* TASK DIRECTIONS *
Reproduce all of the rows below, requests included. Scale every coordinate in the answers by 0.2 and round each result to the nearest whole number, with halves rounded up.

##############################

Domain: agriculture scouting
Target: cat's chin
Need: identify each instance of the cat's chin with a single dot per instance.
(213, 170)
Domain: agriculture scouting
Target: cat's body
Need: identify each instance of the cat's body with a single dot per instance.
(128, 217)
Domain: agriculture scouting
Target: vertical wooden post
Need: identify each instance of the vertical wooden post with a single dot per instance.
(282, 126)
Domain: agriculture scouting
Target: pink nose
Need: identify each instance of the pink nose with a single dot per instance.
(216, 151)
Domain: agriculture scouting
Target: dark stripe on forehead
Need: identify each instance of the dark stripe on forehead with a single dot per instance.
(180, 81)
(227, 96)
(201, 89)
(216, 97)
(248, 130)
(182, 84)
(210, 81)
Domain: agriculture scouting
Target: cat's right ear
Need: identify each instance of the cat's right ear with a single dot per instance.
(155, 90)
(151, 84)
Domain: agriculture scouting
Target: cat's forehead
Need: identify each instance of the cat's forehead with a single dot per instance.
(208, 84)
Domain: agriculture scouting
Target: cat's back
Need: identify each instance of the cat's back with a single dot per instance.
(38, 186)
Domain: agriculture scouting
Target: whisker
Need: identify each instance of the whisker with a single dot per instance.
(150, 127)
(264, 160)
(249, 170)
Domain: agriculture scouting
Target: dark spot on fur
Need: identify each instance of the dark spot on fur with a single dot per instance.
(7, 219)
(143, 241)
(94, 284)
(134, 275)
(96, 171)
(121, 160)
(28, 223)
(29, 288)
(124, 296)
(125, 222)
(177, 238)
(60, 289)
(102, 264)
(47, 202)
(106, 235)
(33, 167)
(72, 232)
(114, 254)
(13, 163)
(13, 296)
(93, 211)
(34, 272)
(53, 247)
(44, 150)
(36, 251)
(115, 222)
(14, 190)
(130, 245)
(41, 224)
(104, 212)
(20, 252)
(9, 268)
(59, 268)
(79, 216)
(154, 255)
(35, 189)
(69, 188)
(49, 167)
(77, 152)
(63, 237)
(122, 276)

##############################

* WORKED SOLUTION *
Domain: agriculture scouting
Target: cat's chin
Need: identify each instance of the cat's chin with a single dot per instance.
(43, 34)
Domain: agriculture scouting
Target: cat's body
Need: identify each instance of the cat's body with a single dot per instance.
(26, 43)
Domain: agriculture scouting
Target: vertical wooden post
Need: identify each instance of the vertical wooden post with a single dot per instance.
(56, 25)
Domain: agriculture scouting
Target: pink nose
Need: identify each instance of the pink nose with a single dot per instance.
(43, 30)
Domain: agriculture scouting
Target: dark stripe on forehead
Need: identify each instance of the dark stripe on forehead with a single dot per instance.
(36, 16)
(45, 19)
(40, 18)
(43, 19)
(50, 26)
(36, 17)
(42, 16)
Domain: agriculture scouting
Target: cat's right ear
Need: identify each instance of the cat's right ear with a single dot per instance.
(31, 18)
(30, 17)
Domain: agriculture scouting
Target: cat's forehead
Need: identify each instance of the cat's forehead with a single dot per instance.
(42, 17)
Domain: agriculture scouting
Target: cat's back
Need: identify each instance of the cat's back with a single dot per instance.
(8, 37)
Domain: agriculture scouting
Target: whisker
Need: identify each instance of the whisker with a single dot per instance.
(30, 25)
(53, 32)
(50, 34)
Domain: agriculture scouting
Target: dark spot on fur
Need: identify each instance of the dark spot on fur with a single dot per instance.
(1, 44)
(29, 48)
(19, 57)
(27, 55)
(19, 34)
(24, 32)
(6, 45)
(6, 58)
(25, 59)
(25, 44)
(35, 48)
(12, 58)
(20, 53)
(9, 40)
(21, 47)
(7, 33)
(14, 46)
(23, 51)
(3, 33)
(3, 59)
(19, 42)
(7, 54)
(11, 49)
(9, 30)
(7, 50)
(23, 44)
(3, 38)
(26, 49)
(8, 45)
(21, 42)
(4, 50)
(2, 54)
(12, 54)
(16, 43)
(31, 51)
(7, 38)
(14, 38)
(10, 33)
(15, 30)
(13, 47)
(24, 55)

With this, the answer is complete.